▶ _Problem statement_
Extract all data as written.

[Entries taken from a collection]
⟨

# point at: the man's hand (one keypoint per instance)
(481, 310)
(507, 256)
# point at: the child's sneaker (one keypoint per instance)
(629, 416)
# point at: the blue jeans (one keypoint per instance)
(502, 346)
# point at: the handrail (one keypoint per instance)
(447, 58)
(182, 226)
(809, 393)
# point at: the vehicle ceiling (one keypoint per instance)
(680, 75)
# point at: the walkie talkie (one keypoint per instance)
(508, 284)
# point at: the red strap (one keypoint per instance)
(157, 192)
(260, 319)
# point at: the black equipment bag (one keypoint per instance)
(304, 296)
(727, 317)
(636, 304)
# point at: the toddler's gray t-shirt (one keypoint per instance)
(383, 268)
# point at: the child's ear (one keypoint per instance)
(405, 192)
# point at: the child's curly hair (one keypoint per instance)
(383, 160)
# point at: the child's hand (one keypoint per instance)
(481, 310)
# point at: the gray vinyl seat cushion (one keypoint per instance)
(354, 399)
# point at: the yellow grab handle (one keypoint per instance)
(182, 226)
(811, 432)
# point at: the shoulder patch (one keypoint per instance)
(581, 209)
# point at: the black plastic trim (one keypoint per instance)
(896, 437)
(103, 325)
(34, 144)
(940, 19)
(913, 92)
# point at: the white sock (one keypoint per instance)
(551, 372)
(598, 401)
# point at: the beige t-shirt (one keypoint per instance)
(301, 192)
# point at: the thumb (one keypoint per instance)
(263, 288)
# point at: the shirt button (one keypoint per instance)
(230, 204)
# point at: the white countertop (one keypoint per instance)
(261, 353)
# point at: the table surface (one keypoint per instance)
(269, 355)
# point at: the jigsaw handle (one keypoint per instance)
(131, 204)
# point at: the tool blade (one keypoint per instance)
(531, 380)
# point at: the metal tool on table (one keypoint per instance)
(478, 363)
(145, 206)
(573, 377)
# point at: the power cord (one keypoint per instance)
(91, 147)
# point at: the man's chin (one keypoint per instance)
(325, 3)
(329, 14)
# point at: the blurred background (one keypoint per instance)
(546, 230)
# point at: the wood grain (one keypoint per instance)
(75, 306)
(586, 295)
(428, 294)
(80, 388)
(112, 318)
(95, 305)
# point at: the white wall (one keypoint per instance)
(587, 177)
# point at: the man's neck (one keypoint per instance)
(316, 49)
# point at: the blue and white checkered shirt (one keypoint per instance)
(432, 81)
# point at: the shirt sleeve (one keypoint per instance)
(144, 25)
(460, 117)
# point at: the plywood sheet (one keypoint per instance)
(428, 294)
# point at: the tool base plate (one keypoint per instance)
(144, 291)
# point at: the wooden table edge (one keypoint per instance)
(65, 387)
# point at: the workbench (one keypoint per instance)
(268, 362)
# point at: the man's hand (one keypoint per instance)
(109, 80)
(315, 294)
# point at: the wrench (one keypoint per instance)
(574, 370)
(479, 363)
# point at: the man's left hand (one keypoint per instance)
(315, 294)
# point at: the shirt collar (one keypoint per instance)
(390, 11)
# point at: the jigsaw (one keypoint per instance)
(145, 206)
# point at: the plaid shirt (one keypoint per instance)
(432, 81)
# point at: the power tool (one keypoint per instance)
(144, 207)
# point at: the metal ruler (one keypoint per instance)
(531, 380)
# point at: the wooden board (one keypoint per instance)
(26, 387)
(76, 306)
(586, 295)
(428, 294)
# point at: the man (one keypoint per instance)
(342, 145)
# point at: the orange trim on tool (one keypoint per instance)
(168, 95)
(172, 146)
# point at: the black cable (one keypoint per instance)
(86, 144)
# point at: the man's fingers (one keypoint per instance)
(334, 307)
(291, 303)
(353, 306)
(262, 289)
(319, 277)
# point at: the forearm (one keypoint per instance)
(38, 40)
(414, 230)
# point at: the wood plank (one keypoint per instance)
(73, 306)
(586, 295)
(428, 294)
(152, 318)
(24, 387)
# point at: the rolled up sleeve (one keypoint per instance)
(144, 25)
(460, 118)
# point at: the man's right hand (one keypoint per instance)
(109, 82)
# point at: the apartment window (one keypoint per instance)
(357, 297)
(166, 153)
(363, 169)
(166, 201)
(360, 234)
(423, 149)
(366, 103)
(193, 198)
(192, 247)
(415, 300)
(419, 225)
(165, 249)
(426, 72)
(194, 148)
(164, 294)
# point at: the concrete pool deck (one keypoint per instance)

⟩

▶ _Written solution_
# point at: the man's hand (one keypoint per instance)
(481, 310)
(507, 256)
# point at: the child's sneaker (one keypoint per instance)
(629, 416)
# point at: the blue jeans (one keypoint per instance)
(502, 346)
# point at: the handrail (one keypoint per instance)
(447, 58)
(182, 226)
(809, 393)
# point at: the vehicle ceiling (one keypoint per instance)
(680, 75)
# point at: the walkie talkie (one keypoint per instance)
(508, 284)
# point at: the red strap (one keypoint per instance)
(157, 192)
(260, 319)
# point at: the black equipment bag (one keypoint per instance)
(304, 296)
(727, 317)
(636, 304)
# point at: the toddler's gray t-shirt (one keypoint per instance)
(383, 268)
# point at: the child's ear (one keypoint per instance)
(405, 192)
# point at: the child's curly hair (one keypoint per instance)
(383, 160)
# point at: the child's hand (one keypoint per instance)
(481, 310)
# point at: the gray vinyl seat cushion (one keypoint per instance)
(354, 399)
# point at: the yellow grab handle (one keypoint per instance)
(182, 226)
(811, 432)
# point at: the shoulder patch (one keypoint per instance)
(581, 209)
# point at: the black plastic trim (one keypoint per instance)
(896, 437)
(103, 325)
(34, 144)
(940, 19)
(913, 92)
# point at: the white sock (one keypoint per instance)
(551, 372)
(598, 401)
# point at: the beige t-shirt (one keypoint per instance)
(301, 192)
# point at: the thumb (one keypoint per instance)
(263, 288)
# point at: the shirt button (one keypoint per instance)
(230, 204)
# point at: the white countertop (one keypoint per instance)
(261, 353)
# point at: the table surface (one keypoint per instance)
(269, 355)
# point at: the jigsaw handle (one keypoint per instance)
(131, 204)
# point at: the tool blade (one keypoint per instance)
(531, 380)
# point at: the metal tool on table (one keypoint per instance)
(478, 363)
(145, 206)
(573, 377)
# point at: the power cord (one keypoint per instance)
(91, 147)
# point at: the man's chin (one keypoint per instance)
(325, 3)
(329, 14)
# point at: the blurred background (one keypoint per instance)
(546, 230)
# point at: the wood grain (one keypoint per instance)
(75, 306)
(586, 295)
(428, 294)
(80, 388)
(112, 318)
(95, 305)
# point at: the white wall (one keypoint per instance)
(587, 177)
# point at: the man's neck (one keypoint per instance)
(316, 49)
# point at: the blue and white checkered shirt (one keypoint per instance)
(432, 81)
# point at: the shirt sleeve (one keypoint per instance)
(144, 25)
(460, 117)
# point at: the plywood sheet (one keypoint per instance)
(428, 294)
# point at: the tool base plate (one keypoint per instance)
(144, 291)
# point at: the wooden table edge (one keypoint per instance)
(65, 387)
# point at: the workbench (one keypoint per instance)
(268, 362)
# point at: the man's hand (one keypoint per instance)
(109, 80)
(315, 294)
# point at: the wrench (one keypoint per instance)
(574, 370)
(479, 363)
# point at: the man's left hand (one keypoint per instance)
(315, 294)
# point at: the shirt collar (one keypoint per instance)
(390, 11)
# point at: the jigsaw (one keypoint per instance)
(145, 206)
# point at: the plaid shirt (one keypoint per instance)
(432, 81)
# point at: the power tool (one keypoint per instance)
(144, 207)
# point at: the metal ruler (one keypoint per instance)
(531, 380)
# point at: the wooden board (one keypoint per instance)
(26, 387)
(76, 306)
(586, 295)
(428, 294)
# point at: the man (one keypoint per instance)
(342, 145)
# point at: the orange trim on tool (one keypoint per instance)
(168, 95)
(172, 146)
# point at: the black cable (one keypoint per instance)
(86, 144)
# point at: the man's fingers (one keypoint per instance)
(334, 307)
(291, 303)
(353, 306)
(262, 289)
(319, 277)
# point at: the forearm (one keypoint per instance)
(38, 40)
(414, 230)
# point at: the wood plank (one keypoint per instance)
(73, 306)
(586, 295)
(428, 294)
(152, 318)
(24, 387)
# point at: the rolled up sleeve (one keypoint per instance)
(144, 25)
(460, 118)
# point at: the man's right hand (one keypoint per instance)
(109, 82)
# point at: the apartment window (one keypoint per instance)
(357, 297)
(166, 153)
(363, 169)
(166, 201)
(360, 234)
(423, 149)
(366, 103)
(193, 198)
(192, 247)
(415, 300)
(419, 225)
(165, 249)
(426, 72)
(194, 148)
(164, 294)
# point at: the concrete pool deck (one keypoint per instance)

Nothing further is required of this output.